_DESCRIPTION OF THE TASK_
What you return must match the records exactly, except that the pictures are gone.

_DATASET CONTENT_

::::

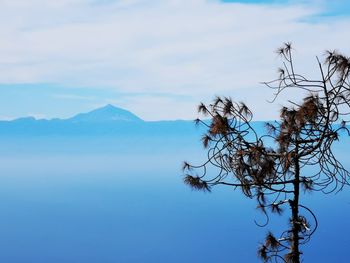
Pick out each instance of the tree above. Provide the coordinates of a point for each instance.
(270, 167)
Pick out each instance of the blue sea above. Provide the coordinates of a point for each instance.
(102, 199)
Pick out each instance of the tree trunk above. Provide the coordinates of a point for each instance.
(295, 253)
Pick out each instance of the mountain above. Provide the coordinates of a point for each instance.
(108, 113)
(105, 121)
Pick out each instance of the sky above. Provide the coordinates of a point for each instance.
(156, 58)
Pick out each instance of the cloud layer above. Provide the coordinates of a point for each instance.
(187, 51)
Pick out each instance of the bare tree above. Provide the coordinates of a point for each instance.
(270, 167)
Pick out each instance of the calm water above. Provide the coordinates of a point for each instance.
(100, 201)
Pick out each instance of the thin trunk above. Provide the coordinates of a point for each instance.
(295, 252)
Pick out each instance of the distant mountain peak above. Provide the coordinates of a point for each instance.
(107, 113)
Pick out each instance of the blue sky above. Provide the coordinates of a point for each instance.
(156, 58)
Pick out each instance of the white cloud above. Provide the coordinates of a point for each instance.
(194, 48)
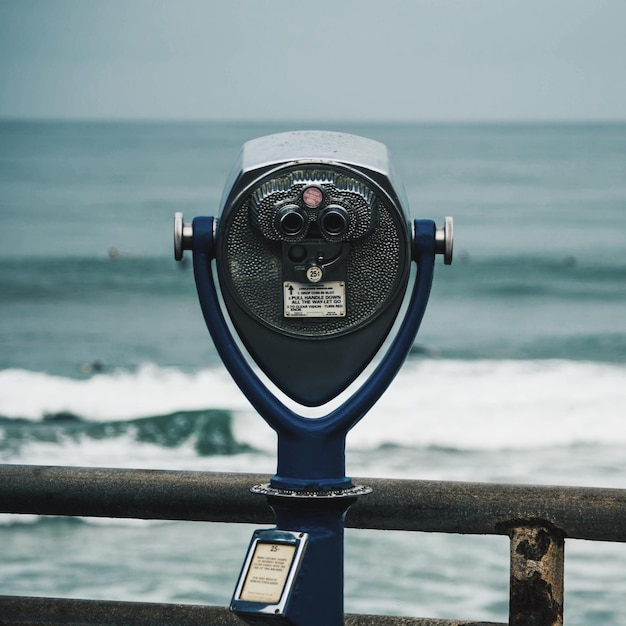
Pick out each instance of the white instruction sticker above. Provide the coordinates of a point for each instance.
(314, 299)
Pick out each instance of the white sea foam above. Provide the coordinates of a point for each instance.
(460, 404)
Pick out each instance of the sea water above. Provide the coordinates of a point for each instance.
(518, 374)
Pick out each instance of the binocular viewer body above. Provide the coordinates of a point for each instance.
(313, 249)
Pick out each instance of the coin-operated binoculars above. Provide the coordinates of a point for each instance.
(313, 250)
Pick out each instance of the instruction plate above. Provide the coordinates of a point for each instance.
(314, 299)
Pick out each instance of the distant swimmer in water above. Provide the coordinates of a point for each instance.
(96, 367)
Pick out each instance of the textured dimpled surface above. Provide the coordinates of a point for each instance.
(254, 273)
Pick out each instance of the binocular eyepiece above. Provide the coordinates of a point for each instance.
(313, 247)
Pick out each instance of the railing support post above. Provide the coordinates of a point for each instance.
(537, 567)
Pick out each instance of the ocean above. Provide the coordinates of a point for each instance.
(518, 373)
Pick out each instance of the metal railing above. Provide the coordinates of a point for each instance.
(538, 520)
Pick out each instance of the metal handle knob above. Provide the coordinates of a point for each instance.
(444, 241)
(183, 236)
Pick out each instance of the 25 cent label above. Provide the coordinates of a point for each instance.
(314, 300)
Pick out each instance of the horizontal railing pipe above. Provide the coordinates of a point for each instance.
(18, 611)
(413, 505)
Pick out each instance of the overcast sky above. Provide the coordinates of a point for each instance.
(321, 59)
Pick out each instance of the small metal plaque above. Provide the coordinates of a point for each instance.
(269, 572)
(323, 299)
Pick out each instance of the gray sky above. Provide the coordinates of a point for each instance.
(327, 59)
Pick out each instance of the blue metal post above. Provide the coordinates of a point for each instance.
(310, 491)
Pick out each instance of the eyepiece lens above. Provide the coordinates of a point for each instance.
(334, 222)
(291, 222)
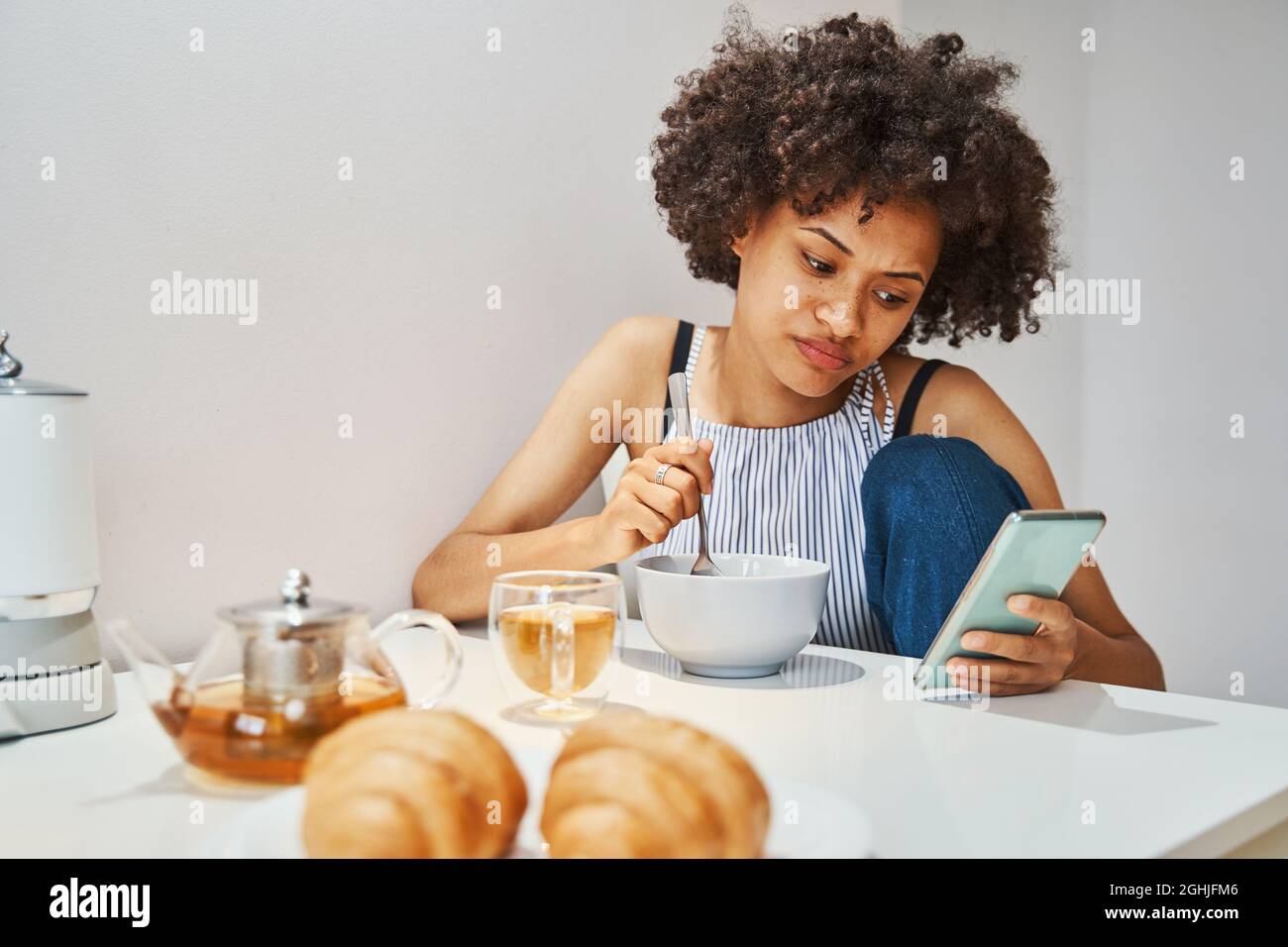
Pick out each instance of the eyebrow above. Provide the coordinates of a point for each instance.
(896, 274)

::::

_REPLY TO THE TASK_
Pick out each instance of the tree above. Provide the coordinates of a point for each instance.
(270, 167)
Pick out each instance of the blue sea above. Provide the coordinates of a point for each instance.
(102, 199)
Pick out each instance of the tree trunk above. Provide the coordinates of a point for each instance.
(295, 253)
Pick out each instance of the mountain above. Provide the coordinates of a point for each instance.
(108, 113)
(105, 121)
Pick out each instance of the sky above. Provide the coordinates of a point for each instance.
(156, 58)
Pick out each instance of the cloud layer above. Provide the coordinates of a point for each instance.
(187, 51)
Pick out each instance of the bare tree above. Provide the coordinates of a point for each instance.
(270, 167)
Pick out each instance of the calm water above. Provide the coordinates of a point for each instance.
(100, 201)
Pick out each instance of the thin trunk above. Provide the coordinates of a point for each instance.
(295, 252)
Pick out each instance of the distant mountain peak above. Provide the coordinates of a point for each instance.
(107, 113)
Pick out each instance of the blue sky above. Provide the coordinates of a point for each instance.
(156, 58)
Pick out each instance of the white cloud above. Provide the coordinates of a point for each instance.
(194, 48)
Pick out each instance of the white instruction sticker above. Provide the coordinates of a point for each instance.
(314, 299)
Pick out each instance of the white sea foam above. Provide the coordinates of a point for each instance.
(460, 404)
Pick out each instance of the sea water above. Provide the coordinates of a point for each instance.
(518, 374)
Pick out each instance of the binocular viewer body above. Provide the coordinates of a point for each instance.
(313, 249)
Pick out each instance of the coin-operated binoculars above. Provide the coordinates of a point for each instance.
(313, 250)
Pick out each instance of the instruction plate above. Provide the coordinates of a point for each instance.
(314, 299)
Pick out each instance of the distant swimmer in water above. Provide the coordinates of a point for each instance.
(96, 367)
Pick out each instance of the textured dimpled surface above. Provide the coordinates of a point for each instance.
(254, 273)
Pick out each instance of the binocular eyepiece above. Provide the coordinates of a point for each instance.
(313, 247)
Pick out each instance of the railing support post above. Provide the coordinates of a point for each instance.
(537, 567)
Pick out each instance of the ocean above. Provide the coordinates of a point for each instance.
(518, 373)
Pick out each instance of the metal railing above. Provide the coordinates of a point for each instance.
(538, 520)
Pick out each instance of the metal handle knob above. Provide the coordinates of a point for each instance.
(444, 241)
(183, 236)
Pick out each instance of the 25 cent label above. Provide the coordinates of a point for each instance.
(314, 300)
Pick out each instance of the horizontal railing pipe above. Provide the coordinates of a point for each instance.
(18, 611)
(413, 505)
Pick out each instance of the overcast sky above. Provide the coordinates of a point for each instance.
(321, 59)
Pick out each instance of the small metal plaque above. Provide the coordinates of a point for each instance.
(269, 572)
(323, 299)
Pick out each instance of the gray sky above. Provide the coordinates of a point for each instance.
(327, 59)
Pick out each instance of the blue metal post above. Provide the coordinates of a point for each instance.
(310, 491)
Pick out each instance of the eyepiece lens above. Provide the coordinates of a point for each instance.
(334, 222)
(291, 222)
Pick out each instance of the eyebrow above. Provide the coordinates of a point for each instance.
(896, 274)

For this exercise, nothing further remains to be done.